- GIVEN RECORDS:
[START]
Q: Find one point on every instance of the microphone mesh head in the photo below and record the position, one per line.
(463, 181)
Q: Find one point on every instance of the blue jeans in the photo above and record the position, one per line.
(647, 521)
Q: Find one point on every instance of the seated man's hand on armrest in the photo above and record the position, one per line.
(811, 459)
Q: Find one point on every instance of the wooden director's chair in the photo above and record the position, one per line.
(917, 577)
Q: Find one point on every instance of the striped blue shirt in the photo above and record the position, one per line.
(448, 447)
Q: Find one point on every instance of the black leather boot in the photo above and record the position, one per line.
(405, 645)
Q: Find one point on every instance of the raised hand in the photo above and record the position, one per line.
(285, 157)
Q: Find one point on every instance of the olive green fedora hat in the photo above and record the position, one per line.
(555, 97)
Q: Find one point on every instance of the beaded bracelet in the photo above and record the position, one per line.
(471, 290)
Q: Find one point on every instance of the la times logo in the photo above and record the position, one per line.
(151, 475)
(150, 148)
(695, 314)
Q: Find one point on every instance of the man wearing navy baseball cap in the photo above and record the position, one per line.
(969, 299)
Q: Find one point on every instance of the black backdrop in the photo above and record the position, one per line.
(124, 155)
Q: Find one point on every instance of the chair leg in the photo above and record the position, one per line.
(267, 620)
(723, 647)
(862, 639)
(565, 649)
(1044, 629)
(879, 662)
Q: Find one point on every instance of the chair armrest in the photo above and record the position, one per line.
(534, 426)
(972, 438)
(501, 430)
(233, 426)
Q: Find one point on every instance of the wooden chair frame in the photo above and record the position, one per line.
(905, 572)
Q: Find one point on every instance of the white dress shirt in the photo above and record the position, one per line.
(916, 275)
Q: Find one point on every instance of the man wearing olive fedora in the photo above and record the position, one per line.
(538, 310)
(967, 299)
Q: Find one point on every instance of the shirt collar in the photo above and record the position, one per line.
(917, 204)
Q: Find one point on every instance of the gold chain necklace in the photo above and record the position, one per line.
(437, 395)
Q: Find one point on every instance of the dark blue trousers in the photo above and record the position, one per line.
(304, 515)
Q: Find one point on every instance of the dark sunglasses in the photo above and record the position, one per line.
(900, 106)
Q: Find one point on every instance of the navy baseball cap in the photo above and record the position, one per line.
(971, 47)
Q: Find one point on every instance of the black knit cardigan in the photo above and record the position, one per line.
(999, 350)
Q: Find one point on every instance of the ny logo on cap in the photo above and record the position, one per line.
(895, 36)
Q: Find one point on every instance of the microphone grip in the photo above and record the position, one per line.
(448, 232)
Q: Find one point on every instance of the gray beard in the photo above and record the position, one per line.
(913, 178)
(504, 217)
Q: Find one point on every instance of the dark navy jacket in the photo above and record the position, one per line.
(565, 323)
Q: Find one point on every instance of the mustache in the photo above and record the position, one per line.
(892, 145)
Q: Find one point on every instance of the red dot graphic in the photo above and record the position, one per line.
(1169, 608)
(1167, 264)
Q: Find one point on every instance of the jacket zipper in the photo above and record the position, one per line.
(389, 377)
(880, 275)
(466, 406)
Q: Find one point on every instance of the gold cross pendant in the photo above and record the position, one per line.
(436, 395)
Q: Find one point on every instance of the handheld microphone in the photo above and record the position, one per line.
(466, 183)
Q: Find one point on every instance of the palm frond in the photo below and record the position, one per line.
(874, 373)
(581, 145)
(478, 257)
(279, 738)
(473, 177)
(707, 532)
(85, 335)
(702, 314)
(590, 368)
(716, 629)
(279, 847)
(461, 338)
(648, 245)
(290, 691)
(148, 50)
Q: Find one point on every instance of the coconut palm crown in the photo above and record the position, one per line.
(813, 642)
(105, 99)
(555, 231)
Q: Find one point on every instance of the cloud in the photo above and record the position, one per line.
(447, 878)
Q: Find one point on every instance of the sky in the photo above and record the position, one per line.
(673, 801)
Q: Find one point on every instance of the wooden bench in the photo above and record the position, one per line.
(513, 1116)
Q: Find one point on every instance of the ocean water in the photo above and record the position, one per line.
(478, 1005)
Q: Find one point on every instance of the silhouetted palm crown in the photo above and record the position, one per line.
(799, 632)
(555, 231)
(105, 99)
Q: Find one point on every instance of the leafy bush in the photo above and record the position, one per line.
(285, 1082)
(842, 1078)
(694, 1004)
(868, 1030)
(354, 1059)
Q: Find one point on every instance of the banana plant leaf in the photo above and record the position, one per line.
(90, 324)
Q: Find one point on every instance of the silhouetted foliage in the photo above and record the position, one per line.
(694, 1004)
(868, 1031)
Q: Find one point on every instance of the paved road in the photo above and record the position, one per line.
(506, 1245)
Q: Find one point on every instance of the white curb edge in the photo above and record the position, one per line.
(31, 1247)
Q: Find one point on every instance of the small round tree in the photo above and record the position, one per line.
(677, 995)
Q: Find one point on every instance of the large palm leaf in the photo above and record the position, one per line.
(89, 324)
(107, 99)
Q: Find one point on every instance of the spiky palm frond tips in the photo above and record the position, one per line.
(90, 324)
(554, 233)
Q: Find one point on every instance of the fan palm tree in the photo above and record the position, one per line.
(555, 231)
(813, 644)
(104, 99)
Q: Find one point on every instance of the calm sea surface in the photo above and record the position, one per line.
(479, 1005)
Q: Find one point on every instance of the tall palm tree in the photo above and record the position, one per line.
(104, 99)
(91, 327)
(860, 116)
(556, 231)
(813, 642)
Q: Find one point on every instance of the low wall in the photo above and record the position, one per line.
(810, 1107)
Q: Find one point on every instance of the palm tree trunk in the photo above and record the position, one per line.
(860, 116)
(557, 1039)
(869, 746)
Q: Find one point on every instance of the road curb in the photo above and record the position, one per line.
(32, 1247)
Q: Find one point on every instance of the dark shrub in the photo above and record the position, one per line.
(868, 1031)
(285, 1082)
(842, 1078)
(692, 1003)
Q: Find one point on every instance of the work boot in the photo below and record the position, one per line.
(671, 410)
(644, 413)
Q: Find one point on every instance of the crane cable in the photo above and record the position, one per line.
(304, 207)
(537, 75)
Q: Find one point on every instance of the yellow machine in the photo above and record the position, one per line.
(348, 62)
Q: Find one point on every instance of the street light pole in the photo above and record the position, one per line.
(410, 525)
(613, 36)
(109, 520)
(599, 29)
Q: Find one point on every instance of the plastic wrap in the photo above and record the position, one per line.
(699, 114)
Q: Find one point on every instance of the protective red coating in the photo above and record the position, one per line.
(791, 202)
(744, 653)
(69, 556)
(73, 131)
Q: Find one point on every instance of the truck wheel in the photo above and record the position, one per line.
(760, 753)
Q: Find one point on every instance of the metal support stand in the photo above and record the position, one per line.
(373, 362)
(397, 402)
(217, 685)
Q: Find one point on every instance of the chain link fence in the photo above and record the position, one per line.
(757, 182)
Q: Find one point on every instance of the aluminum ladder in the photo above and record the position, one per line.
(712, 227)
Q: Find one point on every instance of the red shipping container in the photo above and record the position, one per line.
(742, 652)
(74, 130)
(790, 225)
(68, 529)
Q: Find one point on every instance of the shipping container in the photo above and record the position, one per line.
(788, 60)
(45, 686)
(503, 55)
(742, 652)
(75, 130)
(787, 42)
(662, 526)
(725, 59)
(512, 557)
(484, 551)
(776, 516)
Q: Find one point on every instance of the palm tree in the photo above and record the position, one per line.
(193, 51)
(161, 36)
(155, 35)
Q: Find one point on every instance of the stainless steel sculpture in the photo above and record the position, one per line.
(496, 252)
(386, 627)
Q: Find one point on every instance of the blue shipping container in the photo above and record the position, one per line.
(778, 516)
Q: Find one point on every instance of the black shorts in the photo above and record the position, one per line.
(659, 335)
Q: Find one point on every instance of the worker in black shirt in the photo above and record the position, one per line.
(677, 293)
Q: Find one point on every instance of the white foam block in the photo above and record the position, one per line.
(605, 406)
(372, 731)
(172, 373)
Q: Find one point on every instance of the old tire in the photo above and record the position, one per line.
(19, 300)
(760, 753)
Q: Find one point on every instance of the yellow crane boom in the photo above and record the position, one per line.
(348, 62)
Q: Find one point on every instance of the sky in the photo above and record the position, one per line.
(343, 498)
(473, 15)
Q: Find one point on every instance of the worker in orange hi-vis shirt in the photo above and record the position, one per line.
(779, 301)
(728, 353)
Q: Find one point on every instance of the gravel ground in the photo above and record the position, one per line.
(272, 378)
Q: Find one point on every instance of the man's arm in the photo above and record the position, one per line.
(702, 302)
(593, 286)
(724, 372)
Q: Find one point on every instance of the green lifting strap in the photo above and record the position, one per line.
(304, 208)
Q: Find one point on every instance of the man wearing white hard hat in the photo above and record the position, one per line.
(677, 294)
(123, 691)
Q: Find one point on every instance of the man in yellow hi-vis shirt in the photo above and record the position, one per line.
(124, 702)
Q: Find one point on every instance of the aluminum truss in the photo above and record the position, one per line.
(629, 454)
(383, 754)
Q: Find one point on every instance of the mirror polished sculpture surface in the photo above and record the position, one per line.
[END]
- WHAT YOU HAVE TO DO: Rewrite the part of the listing that starts with the line containing "worker in black" and runs through the end of the listing, substituting "worn tire" for "old tire" and leaving everything else unchanged.

- CORRECT ANSWER:
Q: Find one point on every instance of the worker in black shirt in the photo above and record the position, one per line.
(677, 293)
Q: Find one point on every instance of the white foam block in the photo above and record the position, one per line.
(605, 406)
(372, 731)
(172, 373)
Q: Find one point on every instance of the worn tire in the photo above and record the position, one per line.
(19, 300)
(760, 753)
Q: Find one point on every instance of the yellow crane boom in the photo above and record the position, one per line.
(348, 62)
Q: Find one point on every instance of the sky in the photo above and record the position, one per line.
(343, 498)
(473, 15)
Q: Find one point on every instance of the worker in orange hi-vis shirt in the photo above and record the position, one per line.
(779, 301)
(728, 353)
Q: Find one point on every instance of the gravel ground in the photo above and record the position, one per line.
(272, 378)
Q: Find one point on every instance of the man's arm in the photo above and record the position, one per line.
(702, 302)
(593, 286)
(724, 372)
Q: Find one point on every instance of the green lifting strap in the photo above and record the position, one per line.
(304, 208)
Q: Find one point on every instance of the man wearing white hard hat in the photo above and record the position, one per line.
(677, 294)
(123, 691)
Q: Find one point on every instance of the man in yellow hi-vis shirt in the photo above and record the position, one per line.
(124, 702)
Q: Find one point on every instance of the aluminum truss in the photo above and record the position, one per line.
(629, 454)
(383, 754)
Q: Find one point on every instance of the mirror polished sculpture surface in the photo above and record the position, one per line.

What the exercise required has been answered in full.